Collect every line of the items below that contains the word "umbrella".

────────────────────

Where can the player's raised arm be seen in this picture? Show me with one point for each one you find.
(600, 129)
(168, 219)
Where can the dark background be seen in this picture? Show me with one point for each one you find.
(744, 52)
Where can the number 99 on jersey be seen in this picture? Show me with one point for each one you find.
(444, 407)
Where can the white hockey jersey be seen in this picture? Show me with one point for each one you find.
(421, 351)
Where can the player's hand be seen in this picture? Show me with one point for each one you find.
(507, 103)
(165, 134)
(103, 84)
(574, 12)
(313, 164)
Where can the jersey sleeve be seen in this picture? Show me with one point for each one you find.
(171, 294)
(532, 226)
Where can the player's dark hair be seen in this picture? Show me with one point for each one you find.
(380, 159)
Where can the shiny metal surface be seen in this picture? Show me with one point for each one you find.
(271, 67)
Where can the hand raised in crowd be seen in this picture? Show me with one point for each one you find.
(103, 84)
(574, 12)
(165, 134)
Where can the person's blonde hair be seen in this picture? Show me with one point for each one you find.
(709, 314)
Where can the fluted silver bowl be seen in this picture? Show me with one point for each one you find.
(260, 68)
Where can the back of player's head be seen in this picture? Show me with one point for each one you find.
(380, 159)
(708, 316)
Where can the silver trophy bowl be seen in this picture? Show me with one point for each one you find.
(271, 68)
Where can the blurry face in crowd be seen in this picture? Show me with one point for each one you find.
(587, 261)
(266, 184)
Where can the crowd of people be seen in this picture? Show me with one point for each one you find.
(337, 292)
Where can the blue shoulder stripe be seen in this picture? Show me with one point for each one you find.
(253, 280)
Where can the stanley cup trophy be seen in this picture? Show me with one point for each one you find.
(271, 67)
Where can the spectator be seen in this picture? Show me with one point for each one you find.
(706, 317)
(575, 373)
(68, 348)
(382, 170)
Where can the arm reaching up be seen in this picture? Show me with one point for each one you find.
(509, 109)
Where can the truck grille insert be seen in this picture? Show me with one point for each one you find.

────────────────────

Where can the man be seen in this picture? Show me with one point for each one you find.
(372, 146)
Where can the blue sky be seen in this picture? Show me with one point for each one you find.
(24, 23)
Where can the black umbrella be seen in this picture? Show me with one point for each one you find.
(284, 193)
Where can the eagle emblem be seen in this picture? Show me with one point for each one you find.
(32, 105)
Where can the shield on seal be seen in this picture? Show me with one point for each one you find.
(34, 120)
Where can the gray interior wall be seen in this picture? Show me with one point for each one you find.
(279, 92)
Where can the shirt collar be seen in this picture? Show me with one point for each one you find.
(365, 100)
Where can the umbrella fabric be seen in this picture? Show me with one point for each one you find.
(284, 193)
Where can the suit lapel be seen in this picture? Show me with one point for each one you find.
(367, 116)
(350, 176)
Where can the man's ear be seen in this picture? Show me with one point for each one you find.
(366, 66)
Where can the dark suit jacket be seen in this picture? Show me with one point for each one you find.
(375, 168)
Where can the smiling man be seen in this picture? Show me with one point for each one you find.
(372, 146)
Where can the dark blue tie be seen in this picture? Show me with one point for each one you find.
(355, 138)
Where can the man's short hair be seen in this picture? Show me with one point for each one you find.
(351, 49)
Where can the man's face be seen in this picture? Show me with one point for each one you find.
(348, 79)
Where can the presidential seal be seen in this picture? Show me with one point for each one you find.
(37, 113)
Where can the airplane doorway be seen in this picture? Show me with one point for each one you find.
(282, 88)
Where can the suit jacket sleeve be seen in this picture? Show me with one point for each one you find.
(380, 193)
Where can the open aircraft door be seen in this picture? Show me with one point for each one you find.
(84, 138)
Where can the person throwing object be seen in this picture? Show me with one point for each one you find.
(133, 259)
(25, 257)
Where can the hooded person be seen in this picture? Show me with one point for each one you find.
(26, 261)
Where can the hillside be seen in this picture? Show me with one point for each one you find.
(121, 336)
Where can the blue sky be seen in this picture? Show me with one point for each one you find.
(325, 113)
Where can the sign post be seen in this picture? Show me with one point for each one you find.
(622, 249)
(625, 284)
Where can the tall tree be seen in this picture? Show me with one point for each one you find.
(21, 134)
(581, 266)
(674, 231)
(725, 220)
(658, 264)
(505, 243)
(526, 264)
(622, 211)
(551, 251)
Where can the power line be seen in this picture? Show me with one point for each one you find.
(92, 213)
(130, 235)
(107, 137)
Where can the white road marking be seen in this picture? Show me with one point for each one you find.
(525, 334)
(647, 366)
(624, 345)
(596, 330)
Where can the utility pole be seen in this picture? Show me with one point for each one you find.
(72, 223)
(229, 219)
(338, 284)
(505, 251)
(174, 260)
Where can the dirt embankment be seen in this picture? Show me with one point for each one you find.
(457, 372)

────────────────────

- Complete answer:
Where can the black umbrella be seen in this picture? Show me with one point for each one you find.
Where can the umbrella fabric be seen in this picture? Show me with one point for each one you find.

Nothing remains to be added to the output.